- **What you will do**:
In full and exactly, please return the records, but keep out the pictures.

- **Image-grounded pointing data**:
'''

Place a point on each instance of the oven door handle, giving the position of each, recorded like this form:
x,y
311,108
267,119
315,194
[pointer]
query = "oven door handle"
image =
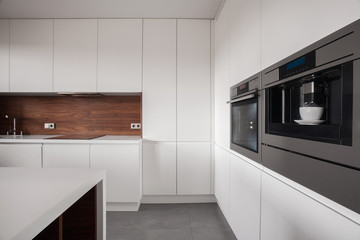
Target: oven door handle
x,y
242,98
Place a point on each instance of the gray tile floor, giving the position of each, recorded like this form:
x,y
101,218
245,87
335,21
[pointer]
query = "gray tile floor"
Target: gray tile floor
x,y
170,222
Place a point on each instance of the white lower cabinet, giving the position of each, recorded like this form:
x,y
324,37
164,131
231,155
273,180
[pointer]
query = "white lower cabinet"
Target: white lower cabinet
x,y
123,172
66,155
289,214
159,168
222,179
244,205
193,168
20,155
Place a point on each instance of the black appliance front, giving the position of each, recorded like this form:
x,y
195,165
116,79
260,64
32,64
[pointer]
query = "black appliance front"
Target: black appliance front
x,y
244,124
321,153
245,120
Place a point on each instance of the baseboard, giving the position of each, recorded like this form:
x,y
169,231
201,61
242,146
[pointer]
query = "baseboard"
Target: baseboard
x,y
113,206
178,199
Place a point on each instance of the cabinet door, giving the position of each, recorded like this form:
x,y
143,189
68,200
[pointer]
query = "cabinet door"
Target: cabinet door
x,y
120,55
66,155
75,55
159,80
193,80
193,168
159,168
20,155
244,208
4,55
222,179
122,164
31,55
287,213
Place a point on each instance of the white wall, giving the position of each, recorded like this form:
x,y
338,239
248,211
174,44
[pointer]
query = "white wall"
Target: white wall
x,y
288,26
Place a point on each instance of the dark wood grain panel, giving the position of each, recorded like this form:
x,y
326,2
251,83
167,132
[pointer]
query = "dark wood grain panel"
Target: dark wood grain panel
x,y
107,115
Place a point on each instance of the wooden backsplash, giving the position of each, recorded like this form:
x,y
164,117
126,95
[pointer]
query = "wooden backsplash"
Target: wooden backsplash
x,y
105,115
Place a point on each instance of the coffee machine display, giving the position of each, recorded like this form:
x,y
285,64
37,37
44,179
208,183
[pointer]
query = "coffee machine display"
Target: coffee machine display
x,y
316,107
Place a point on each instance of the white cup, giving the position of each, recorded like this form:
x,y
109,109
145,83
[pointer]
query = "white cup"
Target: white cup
x,y
311,113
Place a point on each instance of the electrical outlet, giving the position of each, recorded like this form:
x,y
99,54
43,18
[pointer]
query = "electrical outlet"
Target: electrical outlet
x,y
135,125
49,125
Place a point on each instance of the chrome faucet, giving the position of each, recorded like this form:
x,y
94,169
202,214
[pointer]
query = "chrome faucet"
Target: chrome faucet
x,y
13,130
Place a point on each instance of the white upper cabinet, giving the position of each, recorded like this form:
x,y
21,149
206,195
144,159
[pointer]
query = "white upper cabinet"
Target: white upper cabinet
x,y
193,80
193,168
120,55
75,55
4,55
159,80
31,55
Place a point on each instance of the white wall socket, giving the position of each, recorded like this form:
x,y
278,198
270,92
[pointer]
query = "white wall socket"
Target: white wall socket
x,y
49,125
135,125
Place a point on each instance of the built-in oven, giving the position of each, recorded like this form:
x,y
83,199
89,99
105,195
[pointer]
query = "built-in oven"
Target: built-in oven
x,y
311,117
245,120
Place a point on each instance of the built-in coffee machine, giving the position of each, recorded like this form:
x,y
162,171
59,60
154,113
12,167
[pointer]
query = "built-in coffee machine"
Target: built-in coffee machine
x,y
316,107
311,117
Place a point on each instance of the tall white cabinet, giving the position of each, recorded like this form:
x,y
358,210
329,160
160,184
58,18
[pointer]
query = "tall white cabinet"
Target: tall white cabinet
x,y
159,164
159,80
4,54
75,55
244,199
31,55
120,55
176,107
193,80
122,164
193,168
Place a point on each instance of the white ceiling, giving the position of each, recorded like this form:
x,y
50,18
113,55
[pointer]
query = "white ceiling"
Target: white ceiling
x,y
109,8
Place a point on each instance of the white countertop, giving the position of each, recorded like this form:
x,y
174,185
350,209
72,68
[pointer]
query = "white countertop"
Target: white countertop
x,y
45,139
31,198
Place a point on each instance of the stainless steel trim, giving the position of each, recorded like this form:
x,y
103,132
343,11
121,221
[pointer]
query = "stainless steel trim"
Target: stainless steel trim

'''

- **Result**:
Place a point on each instance of the oven door handle, giving the position of each, recorded like this form:
x,y
311,108
267,119
315,194
[pointer]
query = "oven door handle"
image =
Target: oven door handle
x,y
242,98
Place a point on each instance of the gray tile floor, giving the position of each, recorded like this form:
x,y
101,218
245,87
335,21
[pointer]
query = "gray tile floor"
Target: gray tile floor
x,y
170,222
Place a point on each instance of the white lower cabinet, giving the position of each, recorded like this form:
x,y
324,37
164,131
231,155
273,180
[pointer]
query = "white lower cabinet"
Target: white lower cabinet
x,y
123,172
66,155
289,214
159,168
222,179
244,205
193,168
20,155
Place a point on each instance of the black appliance front, giving the position of each, recorded like this form:
x,y
195,165
116,79
260,64
32,64
[pointer]
query = "black appliance front"
Target: black appliance front
x,y
244,124
321,153
245,120
Place a point on each instance of the baseboard, giving the position of each, recorded like this form:
x,y
169,231
201,61
242,146
[pointer]
query = "baseboard"
Target: baseboard
x,y
113,206
178,199
Place a point on each instance of the cabinet door, giving the position of each, recorded like this form:
x,y
143,189
68,200
[pointer]
query = "cabinet door"
Target: cabinet door
x,y
120,55
66,155
75,55
159,80
193,80
193,168
159,168
20,155
244,208
4,55
222,179
122,164
31,55
287,213
Place a point on each instance of the white wall, giving the position of each, recorded like this form:
x,y
338,239
248,211
174,44
[pointer]
query = "white wall"
Target: white wall
x,y
288,26
Place a point on each instance of the dark wood grain panel, giving the position of each, recorded like this form:
x,y
326,2
251,83
167,132
[pointer]
query = "dark wood grain panel"
Target: dark wood grain panel
x,y
107,115
Place a point on each instance of the wooden backsplash, giving the position of each, recorded like this form:
x,y
164,117
126,95
[pointer]
query = "wooden backsplash"
Target: wooden backsplash
x,y
105,115
Place a point on each instance of the coffee machine display, giving the position of each, recorded like this form:
x,y
285,64
37,37
44,179
208,183
[pointer]
query = "coffee machine display"
Target: coffee machine display
x,y
316,107
Place a point on each instance of the white cup, giving the position of each, recorded like this form:
x,y
109,109
145,83
[pointer]
query = "white cup"
Target: white cup
x,y
311,113
Place a point on each instance of the electrical outlet, giving the position of each, recorded like this form:
x,y
99,54
43,18
[pointer]
query = "electrical outlet"
Target: electrical outlet
x,y
135,125
49,125
Place a point on each instance of the chrome faucet, giving the position of each, recorded like this form:
x,y
94,169
202,214
[pointer]
query = "chrome faucet"
Target: chrome faucet
x,y
13,130
Place a point on each instance of the white upper cabinet, giving the position of each, recorded like this form:
x,y
21,149
206,195
144,159
[pointer]
query = "white upper cabinet"
Target: white upper cabinet
x,y
193,80
193,168
120,55
75,55
4,55
159,80
31,55
Place a point on each instance of the white wall socket, giving the position of each, recorded like this form:
x,y
278,198
270,92
[pointer]
query = "white wall socket"
Target: white wall socket
x,y
49,125
135,125
Place a point on each instance of the built-in oven, giving the position of each, recorded like this form:
x,y
83,199
89,99
105,195
[pointer]
query = "built-in oven"
Target: built-in oven
x,y
311,117
245,120
Place a point on each instance of the built-in coffee machine, giving the position of each, recorded like this form:
x,y
162,171
59,60
154,113
12,167
[pointer]
query = "built-in coffee machine"
Target: built-in coffee machine
x,y
316,107
311,117
Place a point on each instance of the tall white cabinet, giving the position of each, recorded like this form:
x,y
358,210
329,160
160,184
58,18
[pointer]
query = "tall white cabinet"
Target: tall white cabinet
x,y
159,164
159,80
4,54
75,55
244,199
31,55
120,55
176,107
193,80
122,164
193,168
Place a point on each instance of the white ceiling, giving the position of each, recorded like this form:
x,y
50,18
113,55
[pointer]
query = "white ceiling"
Target: white ceiling
x,y
109,8
Place a point on each instance of the white countertop, giving the position of each, recorded like this form:
x,y
174,185
350,209
72,68
[pointer]
query = "white countertop"
Target: white countertop
x,y
45,139
31,198
Place a point on each instance of the stainless steel trim, giving the position of each, recorded like this form:
x,y
103,132
343,11
121,221
[pointer]
query = "stainless steel trim"
Target: stainless steel trim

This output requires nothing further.